Request → Could you transcribe the material below exactly, without leaving out a single line?

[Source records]
**********
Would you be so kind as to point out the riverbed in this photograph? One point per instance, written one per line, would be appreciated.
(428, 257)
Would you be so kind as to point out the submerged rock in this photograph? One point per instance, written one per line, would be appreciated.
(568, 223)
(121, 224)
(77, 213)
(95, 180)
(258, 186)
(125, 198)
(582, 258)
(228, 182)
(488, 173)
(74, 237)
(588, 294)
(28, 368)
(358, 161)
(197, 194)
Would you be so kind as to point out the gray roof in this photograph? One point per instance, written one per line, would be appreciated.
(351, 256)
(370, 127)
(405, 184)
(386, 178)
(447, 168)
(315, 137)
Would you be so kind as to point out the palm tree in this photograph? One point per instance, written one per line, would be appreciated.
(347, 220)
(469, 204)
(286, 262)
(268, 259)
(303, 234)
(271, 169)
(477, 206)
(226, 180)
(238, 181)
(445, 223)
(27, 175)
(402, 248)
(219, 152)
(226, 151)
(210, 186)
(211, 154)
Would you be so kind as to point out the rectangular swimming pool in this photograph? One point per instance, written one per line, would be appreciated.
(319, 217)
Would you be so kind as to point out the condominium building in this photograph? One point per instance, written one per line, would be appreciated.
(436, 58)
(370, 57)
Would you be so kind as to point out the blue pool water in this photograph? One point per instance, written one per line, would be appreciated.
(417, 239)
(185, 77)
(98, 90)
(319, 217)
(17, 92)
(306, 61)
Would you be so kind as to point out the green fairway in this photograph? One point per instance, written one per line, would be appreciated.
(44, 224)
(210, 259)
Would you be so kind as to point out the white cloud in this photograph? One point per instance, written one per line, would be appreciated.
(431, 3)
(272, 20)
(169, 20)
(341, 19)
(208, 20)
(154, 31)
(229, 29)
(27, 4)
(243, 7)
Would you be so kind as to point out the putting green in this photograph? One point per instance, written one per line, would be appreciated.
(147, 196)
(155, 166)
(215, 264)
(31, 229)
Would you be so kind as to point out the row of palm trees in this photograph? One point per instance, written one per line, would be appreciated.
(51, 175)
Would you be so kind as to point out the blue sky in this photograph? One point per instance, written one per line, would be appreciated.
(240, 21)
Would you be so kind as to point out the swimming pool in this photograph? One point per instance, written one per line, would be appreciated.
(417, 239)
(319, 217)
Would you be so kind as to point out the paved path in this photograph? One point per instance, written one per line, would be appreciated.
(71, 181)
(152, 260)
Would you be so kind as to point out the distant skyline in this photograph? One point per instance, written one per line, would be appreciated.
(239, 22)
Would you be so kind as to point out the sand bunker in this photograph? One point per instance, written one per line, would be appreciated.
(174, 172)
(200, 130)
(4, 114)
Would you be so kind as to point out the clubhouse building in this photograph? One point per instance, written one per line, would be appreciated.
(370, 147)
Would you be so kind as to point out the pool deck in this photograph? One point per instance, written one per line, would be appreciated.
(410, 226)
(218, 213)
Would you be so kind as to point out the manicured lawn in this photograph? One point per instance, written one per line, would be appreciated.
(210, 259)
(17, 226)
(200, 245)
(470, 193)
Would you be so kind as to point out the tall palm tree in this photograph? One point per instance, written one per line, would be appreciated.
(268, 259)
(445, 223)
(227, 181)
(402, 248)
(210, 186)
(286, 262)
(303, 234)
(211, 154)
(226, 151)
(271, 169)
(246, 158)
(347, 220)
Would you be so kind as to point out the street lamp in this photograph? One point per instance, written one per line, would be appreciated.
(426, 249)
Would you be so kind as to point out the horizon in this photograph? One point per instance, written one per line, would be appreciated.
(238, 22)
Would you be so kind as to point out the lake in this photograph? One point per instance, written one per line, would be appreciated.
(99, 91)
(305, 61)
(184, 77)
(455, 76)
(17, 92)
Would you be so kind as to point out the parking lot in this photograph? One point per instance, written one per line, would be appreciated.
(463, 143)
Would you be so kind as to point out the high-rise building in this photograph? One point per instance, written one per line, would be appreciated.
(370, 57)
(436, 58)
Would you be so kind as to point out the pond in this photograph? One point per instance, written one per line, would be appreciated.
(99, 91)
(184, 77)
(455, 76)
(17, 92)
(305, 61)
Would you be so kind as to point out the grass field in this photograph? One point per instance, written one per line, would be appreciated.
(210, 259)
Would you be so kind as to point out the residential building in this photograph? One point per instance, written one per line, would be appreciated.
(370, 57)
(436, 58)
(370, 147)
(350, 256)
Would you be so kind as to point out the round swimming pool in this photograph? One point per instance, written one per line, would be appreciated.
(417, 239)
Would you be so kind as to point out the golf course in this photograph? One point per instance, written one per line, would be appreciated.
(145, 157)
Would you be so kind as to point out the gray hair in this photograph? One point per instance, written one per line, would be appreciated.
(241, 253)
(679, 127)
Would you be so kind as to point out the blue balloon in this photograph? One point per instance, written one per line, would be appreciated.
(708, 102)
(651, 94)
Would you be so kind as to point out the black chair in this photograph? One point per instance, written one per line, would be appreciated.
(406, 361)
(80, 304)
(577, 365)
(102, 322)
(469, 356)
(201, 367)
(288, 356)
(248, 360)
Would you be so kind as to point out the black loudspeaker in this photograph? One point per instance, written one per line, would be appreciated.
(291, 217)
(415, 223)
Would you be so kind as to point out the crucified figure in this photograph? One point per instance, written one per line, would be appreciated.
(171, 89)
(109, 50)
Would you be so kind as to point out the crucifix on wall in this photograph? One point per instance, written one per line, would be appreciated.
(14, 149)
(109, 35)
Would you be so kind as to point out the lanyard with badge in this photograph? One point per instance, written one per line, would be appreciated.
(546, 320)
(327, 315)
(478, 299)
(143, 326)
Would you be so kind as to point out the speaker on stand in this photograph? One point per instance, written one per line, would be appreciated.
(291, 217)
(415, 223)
**********
Solution →
Would you be so kind as to point out the riverbed in this photograph? One point per instance, written one per line, would be appreciated.
(428, 257)
Would you be so kind as to point out the submerged rock in this photograph? One point per instance, written one per line, would be appreciated.
(568, 223)
(121, 224)
(77, 213)
(95, 180)
(258, 186)
(125, 198)
(582, 258)
(228, 182)
(488, 173)
(74, 237)
(588, 294)
(28, 368)
(358, 161)
(197, 194)
Would you be so kind as to point out the gray roof in this photograph? One point per instance, written one per line, would be appreciated.
(351, 256)
(370, 127)
(405, 184)
(386, 178)
(447, 168)
(315, 137)
Would you be so kind as to point out the palm tree in this photograph? One point per instance, written one per line, would be appreciated.
(347, 220)
(469, 204)
(286, 262)
(268, 259)
(303, 234)
(271, 169)
(477, 206)
(226, 180)
(238, 181)
(445, 223)
(27, 175)
(402, 248)
(219, 152)
(226, 151)
(210, 186)
(211, 154)
Would you be so kind as to point out the rectangular swimming pool in this photograph? One point per instance, written one per line, would be appreciated.
(319, 217)
Would you be so kind as to point out the condominium building in this photograph? One point per instance, written one per line, would be appreciated.
(436, 58)
(370, 57)
Would you be so kind as to point out the blue pool water in this photograph? One point per instance, written one per line, would be appreciated.
(417, 239)
(185, 77)
(98, 90)
(319, 217)
(17, 92)
(306, 61)
Would you be so kind as to point out the green fairway in this photograph? One point per instance, written one per line, would be appreciated.
(44, 224)
(210, 259)
Would you be so kind as to point out the white cloud in this photograph? One point per instance, written one per line, would be appreciated.
(431, 3)
(272, 20)
(169, 20)
(341, 19)
(208, 20)
(154, 31)
(229, 29)
(27, 4)
(243, 7)
Would you be so kind as to point out the putting green in this photograph? One point per instance, written one per line, would be appreciated.
(147, 196)
(155, 166)
(215, 264)
(31, 229)
Would you be so kind as to point out the row of palm trees in this photograph? One point per instance, written one per line, would be appreciated.
(51, 175)
Would you be so kind as to point out the blue sky in this photograph? One point per instance, written one per line, would be appreciated.
(240, 21)
Would you be so kind as to point out the swimming pool in this photograph? One point per instance, written one per line, would be appreciated.
(417, 239)
(319, 217)
Would you be so kind as to point out the paved path in this photograph? One point per instance, written one per line, would be appreciated.
(71, 181)
(152, 260)
Would you be so kind as to point out the distant skyline in this photograph? One point per instance, written one per line, would be appreciated.
(239, 22)
Would you be so kind as to point out the sand bunker in this photograph? One point per instance, written one per line, would be appreciated.
(174, 172)
(200, 130)
(4, 114)
Would you be so kind as to point out the clubhouse building in this photograph? One point per instance, written one per line, would be appreciated.
(370, 147)
Would you be so kind as to point out the pool deck in this photograph? One point per instance, written one per line, would be appreciated.
(410, 226)
(218, 213)
Would you be so kind as to point out the manicured lawn in this photograph? One point per instance, written one per line, would be appreciated.
(210, 259)
(17, 226)
(200, 245)
(470, 193)
Would you be so kind as to point out the tall palm tree in this photograph? One point per instance, written one per line, would be appreciated.
(268, 259)
(445, 223)
(227, 181)
(402, 248)
(210, 186)
(286, 262)
(303, 234)
(211, 154)
(226, 151)
(271, 169)
(246, 158)
(347, 220)
Would you be so kind as to point out the street lamp in this photograph? One point per instance, written one per line, would be appreciated.
(426, 249)
Would you be so kind as to point out the horizon in this photograph? One point per instance, written one per line, would be appreciated.
(238, 22)
Would you be so kind as to point out the lake in this photograph? One point per instance, written one per line, would be appreciated.
(99, 91)
(305, 61)
(184, 77)
(455, 76)
(17, 92)
Would you be so kind as to point out the parking lot in this photograph? One point per instance, written one per line, would be appreciated.
(463, 143)
Would you be so kind as to point out the high-rise building in this photograph? One point per instance, written one per line, would be appreciated.
(370, 57)
(436, 58)
Would you be so kind as to point out the pond in this photograph? One point per instance, written one per line, would be appreciated.
(99, 91)
(184, 77)
(455, 76)
(17, 92)
(305, 61)
Would you be so kind as to point out the grass field in this photograph? One point per instance, written one per line, would be appreciated.
(210, 259)
Would you be so kind as to point out the residential building in this photograph? One point per instance, written one per line, would be appreciated.
(370, 57)
(436, 58)
(370, 147)
(350, 256)
Would you be so kind as to point out the round swimming pool in this photograph? One point per instance, written one per line, would be appreciated.
(417, 239)
Would you be so kind as to point out the golf course in this photograph? One point per instance, written one per line, would be appreciated.
(145, 157)
Would you be so kind as to point out the gray hair in this photograph? One point per instance, written one per line, would be appreciated.
(241, 253)
(679, 127)
Would you be so kind as to point out the blue balloon in this photograph? One point per instance, written one per line, would be appreciated.
(708, 102)
(651, 94)
Would you be so kind as to point out the black chair in this photograph? One point per instance, written one per line, would be appreciated.
(406, 361)
(80, 304)
(577, 365)
(102, 322)
(469, 356)
(201, 367)
(288, 356)
(248, 360)
Would you be so kind as to point out the black loudspeaker in this photograph? One point per instance, written one per line, would be appreciated.
(291, 217)
(415, 223)
Would you be so kind as to point out the crucified figure in this photograph? One point per instance, written one per line, would be appreciated.
(171, 89)
(109, 50)
Would you be so kind as to point out the crucifix on wall in this photograph? One point per instance, written one per line, would be appreciated.
(14, 149)
(109, 35)
Would you be so kind as to point out the lanyard with badge in this photograph? One point per instance, written one per line, would be appreciated.
(546, 320)
(327, 315)
(478, 299)
(143, 326)
Would you be so kind as to point out the speaker on stand in this photograph? One point per instance, written one per line, would be appreciated.
(291, 217)
(415, 223)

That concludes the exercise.